▸ **Selected passage**

What these disturbing stories have in common is the extent to which they require children to make decisions that are innately sexual, involving as they do the most intimate of anatomical characteristics. If a preteen boy can consent to the removal of his penis, by what possible standard is he unable to consent to sex with an adult man or woman? Sexual consent is, of course, a moral reality, present whether or not human beings acknowledge it. Yet the age of consent is a mere political construct. Majorities can raise or lower it as they wish. An ideology that places children’s bodies beyond the reach of their parents will not easily be contained in this fallen world. Nor will one that makes children the irrevocable arbiters of their physical destinies.
That the physical destinies pursued by transgender men and women are often barbarous is a fact that cannot be overstated. Neither can it be hidden behind such antiseptic euphemisms as “gender confirmation” (on the left) or “the excision of healthy tissue” (on the right). Instead, the transgender individual who seeks surgical ratification of his or her delusions asks a doctor to mutilate, and even destroy, whatever body part does not conform to his or her desires. It is no wonder that a 30-year study published earlier this decade found a highly elevated suicide rate among patients who underwent such procedures. As the distinguished Johns Hopkins psychiatrist Paul McHugh wrote in 2015, “it proves not easy or wise to live in a counterfeit sexual garb.” Or as a transgender correspondent recently confessed to one of Slate’s arch-progressive advice columns following “his” surgically induced menopause, “I feel dried up, neutered, broken, and empty.”
It is not the case that every transgender individual will choose to endure surgery. Yet it is the case that transgenderism is socially contagious, that it is advancing with astonishing rapidity, and that surgical interventions will surely proliferate as a result. Conservatives are not to blame for the fact that 12 percent of Millennials now identify as “transgender or gender non-conforming,” according to a recent GLAAD survey. We are to blame, however, if our conciliatory language impairs our ability to declare that this is wrong. It is not real. We have to stop it. If the transgender man or woman really is “held” or “trapped” or “born” in the wrong body, let us say so and accept the cultural and medical consequences. But if the central transgender assertion is a lie — if it derives from the same fantasy that says a man can float like a soap bubble — then God forgive us if we utter a word in its favor.
To be sure, conservatives will pay a price for their stubbornness. A transgender movement that holds public opinion in its grasp may well increase the legal pressure on nonconformists should that grip begin to loosen. Jobs may be lost or friendships ruined. Our own children may one day condemn us. What is at stake, however, is the irreplaceable right to say of one thing, “true,” and of another, “false” — to define the basic realities from which our politics proceed. A man is a man. A woman is a woman. Let us not pretend otherwise.
When Big Brother arrives in the 21st century, he will appear not on posters but in grammar handbooks, HR manuals, and social media. Not as a tormentor but as a disappointed neighbor or friend.
No matter. We still mustn’t submit to him.

▸ **Your goal**
Quote the essay on transgender identity word for word, starting at the words "To be sure, conservatives" and ending after "not pretend otherwise.".

▸ **Information provided**
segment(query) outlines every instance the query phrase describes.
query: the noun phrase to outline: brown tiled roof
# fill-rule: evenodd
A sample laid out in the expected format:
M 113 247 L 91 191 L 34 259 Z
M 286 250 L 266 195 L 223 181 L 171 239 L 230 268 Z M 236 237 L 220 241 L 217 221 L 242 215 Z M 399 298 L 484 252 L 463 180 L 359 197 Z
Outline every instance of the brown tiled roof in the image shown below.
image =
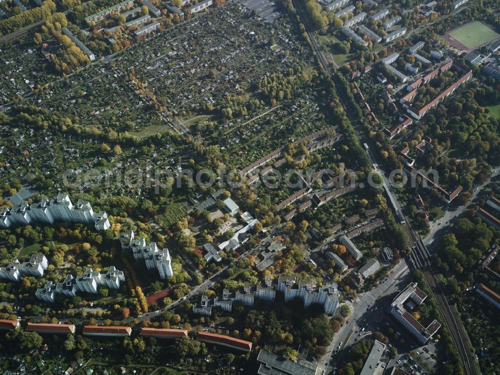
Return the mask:
M 484 284 L 480 284 L 478 286 L 478 288 L 500 304 L 500 296 L 498 293 L 495 292 Z
M 70 334 L 74 330 L 74 324 L 28 323 L 26 330 L 48 334 Z
M 0 330 L 14 330 L 18 326 L 17 320 L 0 319 Z
M 252 343 L 250 341 L 240 340 L 230 336 L 224 336 L 222 334 L 210 334 L 206 332 L 198 332 L 196 336 L 196 338 L 200 341 L 207 341 L 246 351 L 250 352 L 252 350 Z
M 84 326 L 84 334 L 130 334 L 132 328 L 130 327 L 123 326 Z
M 141 336 L 154 336 L 166 338 L 176 338 L 188 337 L 187 330 L 172 330 L 162 328 L 141 328 L 139 334 Z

▸ **Written solution**
To be sure, conservatives will pay a price for their stubbornness. A transgender movement that holds public opinion in its grasp may well increase the legal pressure on nonconformists should that grip begin to loosen. Jobs may be lost or friendships ruined. Our own children may one day condemn us. What is at stake, however, is the irreplaceable right to say of one thing, “true,” and of another, “false” — to define the basic realities from which our politics proceed. A man is a man. A woman is a woman. Let us not pretend otherwise.